Saved data entries:
* START *

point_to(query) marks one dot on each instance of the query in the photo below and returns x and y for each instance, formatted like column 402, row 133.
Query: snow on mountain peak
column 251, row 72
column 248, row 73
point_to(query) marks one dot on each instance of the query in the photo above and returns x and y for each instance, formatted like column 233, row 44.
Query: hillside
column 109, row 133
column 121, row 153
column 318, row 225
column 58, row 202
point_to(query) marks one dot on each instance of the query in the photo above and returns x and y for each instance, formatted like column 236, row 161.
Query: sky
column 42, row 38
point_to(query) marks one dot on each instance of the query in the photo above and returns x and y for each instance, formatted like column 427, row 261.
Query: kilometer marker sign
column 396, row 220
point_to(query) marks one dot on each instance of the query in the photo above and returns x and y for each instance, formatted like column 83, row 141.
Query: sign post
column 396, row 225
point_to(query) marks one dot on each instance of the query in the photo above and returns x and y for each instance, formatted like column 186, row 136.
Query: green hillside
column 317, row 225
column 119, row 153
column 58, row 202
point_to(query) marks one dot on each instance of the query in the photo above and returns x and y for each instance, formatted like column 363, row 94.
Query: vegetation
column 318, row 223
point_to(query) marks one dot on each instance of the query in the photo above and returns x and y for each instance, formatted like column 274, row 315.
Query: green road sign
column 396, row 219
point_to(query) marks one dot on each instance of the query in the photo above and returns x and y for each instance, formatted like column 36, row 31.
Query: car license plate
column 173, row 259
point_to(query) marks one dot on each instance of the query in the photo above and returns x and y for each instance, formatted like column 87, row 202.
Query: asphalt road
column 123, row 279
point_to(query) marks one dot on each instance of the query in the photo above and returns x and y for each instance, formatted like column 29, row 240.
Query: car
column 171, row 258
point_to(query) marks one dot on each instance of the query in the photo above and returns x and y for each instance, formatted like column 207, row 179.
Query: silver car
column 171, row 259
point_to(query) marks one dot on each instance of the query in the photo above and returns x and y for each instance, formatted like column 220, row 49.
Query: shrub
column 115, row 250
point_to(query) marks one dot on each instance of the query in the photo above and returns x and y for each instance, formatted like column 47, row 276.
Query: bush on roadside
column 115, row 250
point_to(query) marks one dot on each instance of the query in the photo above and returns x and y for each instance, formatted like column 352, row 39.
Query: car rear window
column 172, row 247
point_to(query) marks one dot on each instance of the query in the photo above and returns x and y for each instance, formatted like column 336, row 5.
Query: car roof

* END *

Convert all the rows above into a numbered list, leaving out any blank lines.

1. point_to(query) marks one dot on each instance of the query in the photo below and returns x and y for each instance, formatted like column 402, row 133.
2. Query: snow on mountain peak
3. column 251, row 72
4. column 248, row 73
5. point_to(query) marks one dot on each instance of the query in the photo above and returns x and y for each instance, formatted like column 233, row 44.
6. Query: hillside
7. column 109, row 133
8. column 121, row 153
9. column 318, row 225
10. column 58, row 202
11. point_to(query) marks one dot on each instance of the query in the photo above and returns x and y for each instance, formatted like column 236, row 161.
12. Query: sky
13. column 42, row 38
14. point_to(query) marks one dot on each instance of the query in the photo above and returns x and y for each instance, formatted like column 427, row 261.
15. Query: kilometer marker sign
16. column 396, row 220
17. point_to(query) marks one dot on each instance of the query in the photo above and returns x and y for each instance, formatted like column 83, row 141.
18. Query: sign post
19. column 396, row 225
20. point_to(query) marks one dot on each instance of the query in the photo above and returns x and y for each instance, formatted like column 186, row 136.
21. Query: green hillside
22. column 317, row 225
23. column 119, row 153
24. column 58, row 202
25. point_to(query) marks one dot on each instance of the query in the photo above and returns x and y for each instance, formatted like column 363, row 94.
26. Query: vegetation
27. column 318, row 223
28. point_to(query) marks one dot on each instance of the query in the photo above and returns x and y for each instance, formatted like column 274, row 315.
29. Query: green road sign
30. column 396, row 219
31. point_to(query) marks one dot on each instance of the query in the photo above and returns x and y for each instance, formatted like column 36, row 31.
32. Query: car license plate
33. column 173, row 259
34. point_to(query) marks one dot on each instance of the query in the photo above and returns x and y for each instance, formatted like column 87, row 202.
35. Query: asphalt road
36. column 123, row 279
37. point_to(query) marks one dot on each instance of the query in the photo above and returns x and y for each instance, formatted like column 29, row 240.
38. Query: car
39. column 171, row 258
40. point_to(query) marks one dot on each instance of the query in the photo above and returns x and y for each instance, formatted like column 207, row 179.
41. Query: silver car
42. column 171, row 259
43. point_to(query) marks one dot on each instance of the query in the photo above and returns x and y for each instance, formatted like column 220, row 49.
44. Query: shrub
45. column 115, row 250
46. point_to(query) marks one dot on each instance of the query in the photo above and returns x and y for each instance, formatted like column 47, row 276.
47. Query: bush on roadside
48. column 115, row 250
49. point_to(query) marks one dot on each instance of the query in the photo above and returns x and y for each instance, formatted like column 352, row 39.
50. Query: car rear window
51. column 172, row 247
52. point_to(query) marks one dot on each instance of the query in the photo above and returns x and y for each instance, formatted like column 336, row 5.
53. Query: car roof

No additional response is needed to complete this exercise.